▶ Aim of the task
Each entry below must be written out exactly, with pictures left out.

(Recorded data)
○ ○ ○ ○ ○ ○ ○

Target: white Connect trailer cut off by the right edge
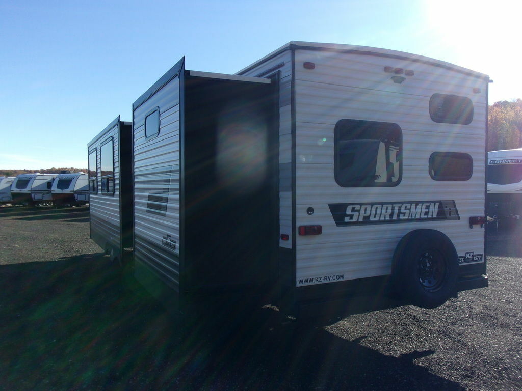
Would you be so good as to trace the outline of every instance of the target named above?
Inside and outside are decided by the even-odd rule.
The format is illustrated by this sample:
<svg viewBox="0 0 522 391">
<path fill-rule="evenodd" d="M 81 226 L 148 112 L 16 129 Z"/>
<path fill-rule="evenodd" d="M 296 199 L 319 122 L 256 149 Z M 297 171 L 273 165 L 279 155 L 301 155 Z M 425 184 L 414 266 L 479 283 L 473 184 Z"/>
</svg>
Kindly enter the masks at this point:
<svg viewBox="0 0 522 391">
<path fill-rule="evenodd" d="M 495 228 L 522 224 L 522 148 L 488 152 L 488 217 Z"/>
</svg>

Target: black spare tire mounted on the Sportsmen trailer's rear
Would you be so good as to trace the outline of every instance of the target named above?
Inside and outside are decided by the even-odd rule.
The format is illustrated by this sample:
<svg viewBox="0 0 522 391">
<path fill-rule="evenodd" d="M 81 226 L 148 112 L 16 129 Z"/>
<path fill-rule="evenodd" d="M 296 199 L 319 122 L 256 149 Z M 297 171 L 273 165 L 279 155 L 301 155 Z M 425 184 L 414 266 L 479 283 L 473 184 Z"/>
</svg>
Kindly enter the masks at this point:
<svg viewBox="0 0 522 391">
<path fill-rule="evenodd" d="M 411 231 L 395 249 L 392 280 L 401 298 L 414 306 L 442 306 L 455 295 L 457 276 L 457 251 L 440 231 Z"/>
</svg>

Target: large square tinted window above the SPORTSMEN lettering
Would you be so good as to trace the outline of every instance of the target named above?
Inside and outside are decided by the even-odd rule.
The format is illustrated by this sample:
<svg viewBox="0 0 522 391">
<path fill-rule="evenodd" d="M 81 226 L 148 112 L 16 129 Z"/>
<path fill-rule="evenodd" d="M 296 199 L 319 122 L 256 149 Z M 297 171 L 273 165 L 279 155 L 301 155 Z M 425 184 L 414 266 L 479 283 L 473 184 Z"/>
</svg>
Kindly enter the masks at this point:
<svg viewBox="0 0 522 391">
<path fill-rule="evenodd" d="M 402 131 L 397 124 L 341 119 L 335 126 L 335 180 L 342 187 L 397 186 Z"/>
</svg>

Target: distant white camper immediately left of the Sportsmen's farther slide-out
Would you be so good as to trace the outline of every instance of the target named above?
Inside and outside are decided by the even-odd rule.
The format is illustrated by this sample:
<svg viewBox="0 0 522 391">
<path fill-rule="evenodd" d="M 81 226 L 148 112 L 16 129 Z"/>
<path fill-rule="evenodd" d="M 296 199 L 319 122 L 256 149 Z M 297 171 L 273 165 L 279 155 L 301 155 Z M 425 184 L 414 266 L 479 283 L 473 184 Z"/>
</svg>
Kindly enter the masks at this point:
<svg viewBox="0 0 522 391">
<path fill-rule="evenodd" d="M 85 173 L 58 174 L 51 189 L 56 205 L 85 205 L 89 202 L 89 179 Z"/>
</svg>

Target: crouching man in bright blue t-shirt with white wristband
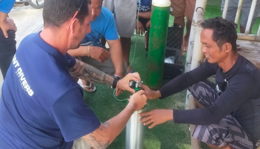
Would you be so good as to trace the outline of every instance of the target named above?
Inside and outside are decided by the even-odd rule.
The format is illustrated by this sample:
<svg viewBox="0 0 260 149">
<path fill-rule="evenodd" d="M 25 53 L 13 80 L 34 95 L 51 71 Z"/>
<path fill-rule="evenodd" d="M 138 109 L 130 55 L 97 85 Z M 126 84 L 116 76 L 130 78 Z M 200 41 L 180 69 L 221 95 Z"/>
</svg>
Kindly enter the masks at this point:
<svg viewBox="0 0 260 149">
<path fill-rule="evenodd" d="M 102 7 L 103 0 L 92 0 L 91 32 L 85 35 L 78 49 L 68 53 L 95 68 L 107 73 L 123 77 L 126 75 L 126 64 L 123 63 L 123 52 L 117 33 L 113 14 Z M 110 49 L 104 49 L 102 39 L 105 37 Z M 88 92 L 96 90 L 93 83 L 82 79 L 82 87 Z M 120 91 L 117 89 L 116 94 Z"/>
</svg>

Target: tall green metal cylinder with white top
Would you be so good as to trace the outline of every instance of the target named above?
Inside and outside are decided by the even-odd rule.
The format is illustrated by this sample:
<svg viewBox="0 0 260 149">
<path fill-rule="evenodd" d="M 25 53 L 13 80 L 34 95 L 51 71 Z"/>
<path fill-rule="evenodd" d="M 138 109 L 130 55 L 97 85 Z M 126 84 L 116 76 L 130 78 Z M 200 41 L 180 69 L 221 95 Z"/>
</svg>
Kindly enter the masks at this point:
<svg viewBox="0 0 260 149">
<path fill-rule="evenodd" d="M 162 85 L 165 48 L 171 1 L 153 0 L 147 58 L 147 84 L 151 89 Z"/>
</svg>

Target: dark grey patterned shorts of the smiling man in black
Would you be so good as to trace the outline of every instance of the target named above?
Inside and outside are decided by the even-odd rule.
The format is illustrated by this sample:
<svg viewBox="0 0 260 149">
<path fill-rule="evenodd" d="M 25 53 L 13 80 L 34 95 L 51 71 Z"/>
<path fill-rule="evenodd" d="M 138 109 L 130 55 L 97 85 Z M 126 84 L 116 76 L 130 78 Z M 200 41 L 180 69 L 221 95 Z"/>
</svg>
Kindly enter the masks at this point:
<svg viewBox="0 0 260 149">
<path fill-rule="evenodd" d="M 218 98 L 215 84 L 209 80 L 199 82 L 189 87 L 195 99 L 204 107 L 209 107 Z M 239 122 L 231 115 L 221 119 L 218 124 L 196 125 L 192 136 L 202 142 L 217 146 L 229 145 L 235 149 L 253 148 L 249 134 L 244 131 Z"/>
</svg>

○ ○ ○ ○ ○ ○ ○

▶ Completed exercise
Target: white Connect trailer cut off by the right edge
Would you be so good as to trace the outline of every instance of the target named above?
Inside and outside are decided by the even-odd rule.
The format is illustrated by this sample:
<svg viewBox="0 0 522 391">
<path fill-rule="evenodd" d="M 81 226 L 148 112 L 16 129 Z"/>
<path fill-rule="evenodd" d="M 296 199 L 319 122 L 256 149 Z M 297 171 L 273 165 L 279 155 L 301 155 Z M 425 184 L 414 266 L 479 283 L 473 184 Z"/>
</svg>
Kindly enter the masks at this point:
<svg viewBox="0 0 522 391">
<path fill-rule="evenodd" d="M 495 228 L 522 224 L 522 148 L 488 152 L 488 217 Z"/>
</svg>

Target: black spare tire mounted on the Sportsmen trailer's rear
Would you be so good as to trace the outline of every instance of the target named above?
Inside and outside are decided by the even-odd rule.
The format is illustrated by this sample:
<svg viewBox="0 0 522 391">
<path fill-rule="evenodd" d="M 81 226 L 148 112 L 16 129 Z"/>
<path fill-rule="evenodd" d="M 296 199 L 319 122 L 256 149 Z M 297 171 L 273 165 L 279 155 L 301 155 Z M 425 184 L 414 266 L 479 283 L 473 184 Z"/>
</svg>
Kindly enter the masks at this point:
<svg viewBox="0 0 522 391">
<path fill-rule="evenodd" d="M 411 231 L 395 249 L 392 280 L 401 298 L 414 306 L 442 306 L 455 295 L 457 276 L 457 251 L 440 231 Z"/>
</svg>

Target: large square tinted window above the SPORTSMEN lettering
Would you be so good as to trace the outline of every instance of the target named above?
Inside and outside are decided by the even-odd rule.
The format is illustrated by this sample:
<svg viewBox="0 0 522 391">
<path fill-rule="evenodd" d="M 81 226 L 148 112 L 16 129 Z"/>
<path fill-rule="evenodd" d="M 296 199 L 319 122 L 256 149 Z M 297 171 L 273 165 L 279 155 L 301 155 Z M 425 184 L 414 266 L 479 283 L 473 184 Z"/>
</svg>
Kindly enter the masks at this point:
<svg viewBox="0 0 522 391">
<path fill-rule="evenodd" d="M 402 131 L 397 124 L 341 119 L 335 126 L 335 180 L 342 187 L 397 186 Z"/>
</svg>

Target: distant white camper immediately left of the Sportsmen's farther slide-out
Would you be so good as to trace the outline of every instance of the target named above?
Inside and outside are decided by the even-odd rule.
The format is illustrated by this sample:
<svg viewBox="0 0 522 391">
<path fill-rule="evenodd" d="M 81 226 L 148 112 L 16 129 Z"/>
<path fill-rule="evenodd" d="M 296 199 L 319 122 L 256 149 Z M 297 171 L 273 165 L 279 155 L 301 155 Z M 425 184 L 414 266 L 479 283 L 473 184 Z"/>
</svg>
Kindly enter the masks at this point:
<svg viewBox="0 0 522 391">
<path fill-rule="evenodd" d="M 85 173 L 58 174 L 51 189 L 56 205 L 85 205 L 89 202 L 89 179 Z"/>
</svg>

Target: crouching man in bright blue t-shirt with white wristband
Would you be so good as to trace the outline of every instance of the target named above?
Inside and outside are decided by the even-odd rule.
The format is illustrated by this sample:
<svg viewBox="0 0 260 149">
<path fill-rule="evenodd" d="M 25 53 L 13 80 L 34 95 L 51 71 Z"/>
<path fill-rule="evenodd" d="M 138 109 L 130 55 L 97 85 Z M 126 84 L 116 76 L 130 78 Z M 200 41 L 180 69 L 221 95 Z"/>
</svg>
Kindly enter the masks at this point:
<svg viewBox="0 0 260 149">
<path fill-rule="evenodd" d="M 102 7 L 103 0 L 92 0 L 91 32 L 85 35 L 78 49 L 68 53 L 95 68 L 107 73 L 123 77 L 126 75 L 126 64 L 123 63 L 123 52 L 117 33 L 113 14 Z M 110 49 L 104 49 L 102 39 L 105 37 Z M 88 92 L 96 90 L 93 83 L 82 79 L 82 87 Z M 120 91 L 117 89 L 116 94 Z"/>
</svg>

Target: tall green metal cylinder with white top
Would you be so good as to trace the outline of every instance of the target named above?
Inside and outside are decided by the even-odd rule.
The format is illustrated by this sample:
<svg viewBox="0 0 260 149">
<path fill-rule="evenodd" d="M 25 53 L 13 80 L 34 95 L 51 71 Z"/>
<path fill-rule="evenodd" d="M 138 109 L 130 55 L 97 85 Z M 126 84 L 116 76 L 130 78 Z M 200 41 L 180 69 L 221 95 Z"/>
</svg>
Kindly enter the masks at this point:
<svg viewBox="0 0 260 149">
<path fill-rule="evenodd" d="M 162 85 L 165 48 L 171 1 L 153 0 L 147 58 L 147 84 L 151 89 Z"/>
</svg>

Target: dark grey patterned shorts of the smiling man in black
Would you be so good as to trace the outline of every instance of the target named above?
Inside and outside are decided by the even-odd rule.
The format is illustrated by this sample:
<svg viewBox="0 0 260 149">
<path fill-rule="evenodd" d="M 25 53 L 13 80 L 34 95 L 51 71 Z"/>
<path fill-rule="evenodd" d="M 138 109 L 130 55 L 97 85 Z M 126 84 L 116 76 L 130 78 Z M 200 41 L 180 69 L 221 95 Z"/>
</svg>
Kindly enter the masks at this point:
<svg viewBox="0 0 260 149">
<path fill-rule="evenodd" d="M 218 98 L 215 84 L 209 80 L 199 82 L 189 87 L 195 99 L 204 107 L 209 107 Z M 239 122 L 231 115 L 221 119 L 218 124 L 196 125 L 192 136 L 202 142 L 217 146 L 229 145 L 235 149 L 253 148 L 249 134 L 244 131 Z"/>
</svg>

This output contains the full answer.